* [Selected extract]
----------
AJ, I like your reasoning. I've been instilling it in my wife's brain that I can now brew 5 gallons for around $10-15 since I'm washing yeast now, too, but for me, it's always a tough justification. I still have several hundred bucks in equipment, and want to spend several hundred more! I just bought my all-grain setup for $500 from a guy on CL a couple months ago, so I feel like that's still too close to the top of the registry If I do buy one, I'll be sure to let you know what I think of it.

Martin, Good to know. Sounds like you know a lot about pH meters. I'm just getting started here, so I really appreciate the look into them. What seems important to me is 1) replacable probes (surprised at how many low ends don't...) 2) Accuracy at least .02 and 3) some good reviews/recommendations. If I do end up buying one, I'll definitely give you guys some honest feedback on it.
----------
* [Given information]
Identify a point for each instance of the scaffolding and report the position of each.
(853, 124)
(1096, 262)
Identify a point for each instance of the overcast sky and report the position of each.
----------
* [To be done]
1 > In the homebrewing forum post, how much did the writer pay for the all-grain setup?
2 > Using the homebrewing forum post, explain why the writer finds more equipment spending hard to justify.
3 > Continue the homebrewing forum post from the point where it stops.

* [Answers in order]
1 > $500, bought from a guy on CL a couple of months ago.

2 > The writer already has several hundred dollars in equipment and wants to spend several hundred more. The $500 all-grain setup was bought only a couple of months ago, so that purchase still feels too close to the top of the registry.

3 >
Again, it's hard because it seems a good piece of equipment is a couple of hundred dollars. I was really hoping there was an 'industry standard' amongst homebrewers for pH meters (like the STC-1000 for temp control or March 809 for pumps). In homebrewing, there are so many other expenses. I could easily burn up $1000 bucks tomorrow, and not even think about pH meters. Between a kegging setup, fermentation control, brewpot accessories, electrical components, pumps, HERMS, etc, I have a hard time prioritizing one piece of equipment that gives me one data point. Obvously I'd like one eventually, but as it grows more expensive, it moves down my list.

I may be getting ahead of myself with the chemistry side. I am just on a chemistry kick lately i guess. just started the chemistry of brewing course through OU, and have been digging into water chemistry. (BTW read your BrunWater spreadsheet Martin, and that was very helpful).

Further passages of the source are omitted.